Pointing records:
>> Start
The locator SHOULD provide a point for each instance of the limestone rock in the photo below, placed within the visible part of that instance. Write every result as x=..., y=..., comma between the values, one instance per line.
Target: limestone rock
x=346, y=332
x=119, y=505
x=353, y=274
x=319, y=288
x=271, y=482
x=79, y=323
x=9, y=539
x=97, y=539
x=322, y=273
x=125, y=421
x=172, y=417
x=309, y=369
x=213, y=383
>> End
**WHAT YOU SHOULD DO:** Reproduce the lines of the material above verbatim.

**THE ANSWER:**
The locator SHOULD provide a point for each instance of the limestone rock in the photo below, placed within the visible part of that instance. Write every result as x=..., y=..., comma between the values, one instance per line.
Target: limestone rock
x=346, y=332
x=119, y=505
x=353, y=274
x=319, y=288
x=271, y=482
x=79, y=323
x=9, y=539
x=97, y=539
x=322, y=273
x=125, y=421
x=172, y=417
x=309, y=369
x=213, y=383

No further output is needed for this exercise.